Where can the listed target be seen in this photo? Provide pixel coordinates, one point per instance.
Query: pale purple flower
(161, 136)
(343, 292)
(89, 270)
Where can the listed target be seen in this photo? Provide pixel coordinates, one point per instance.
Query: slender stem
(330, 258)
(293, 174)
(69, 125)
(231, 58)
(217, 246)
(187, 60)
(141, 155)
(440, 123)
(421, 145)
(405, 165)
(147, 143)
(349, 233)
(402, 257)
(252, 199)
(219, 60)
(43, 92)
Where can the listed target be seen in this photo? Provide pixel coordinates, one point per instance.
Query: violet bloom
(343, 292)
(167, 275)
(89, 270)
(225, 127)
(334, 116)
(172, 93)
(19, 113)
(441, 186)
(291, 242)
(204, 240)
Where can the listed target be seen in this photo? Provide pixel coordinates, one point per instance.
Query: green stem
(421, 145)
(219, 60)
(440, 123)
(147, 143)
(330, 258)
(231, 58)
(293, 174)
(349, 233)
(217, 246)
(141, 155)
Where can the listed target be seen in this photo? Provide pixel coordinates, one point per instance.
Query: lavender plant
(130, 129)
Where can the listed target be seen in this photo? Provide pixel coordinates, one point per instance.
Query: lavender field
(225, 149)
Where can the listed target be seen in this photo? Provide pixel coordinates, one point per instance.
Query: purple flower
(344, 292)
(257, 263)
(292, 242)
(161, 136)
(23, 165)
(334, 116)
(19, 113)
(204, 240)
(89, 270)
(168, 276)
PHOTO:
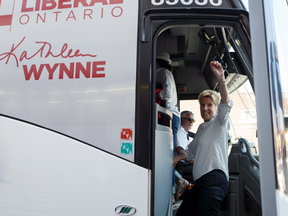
-----
- Exercise description:
Could you transcribe exactly the lines running from the one with "Query: lavender plant" to the final line of the material above, both included, with no pictures?

- Answer space:
Query: lavender plant
(130, 129)
Where can the listed target be seen in this photo? Provide pixel coordinates, one point per instance.
Query: lavender field
(225, 149)
Where can the listed target be seen in this photo? Provide pixel coordinates, one point per instance.
Query: purple flower
(344, 292)
(257, 263)
(292, 242)
(161, 136)
(23, 165)
(334, 116)
(19, 113)
(204, 240)
(89, 270)
(168, 276)
PHOTO:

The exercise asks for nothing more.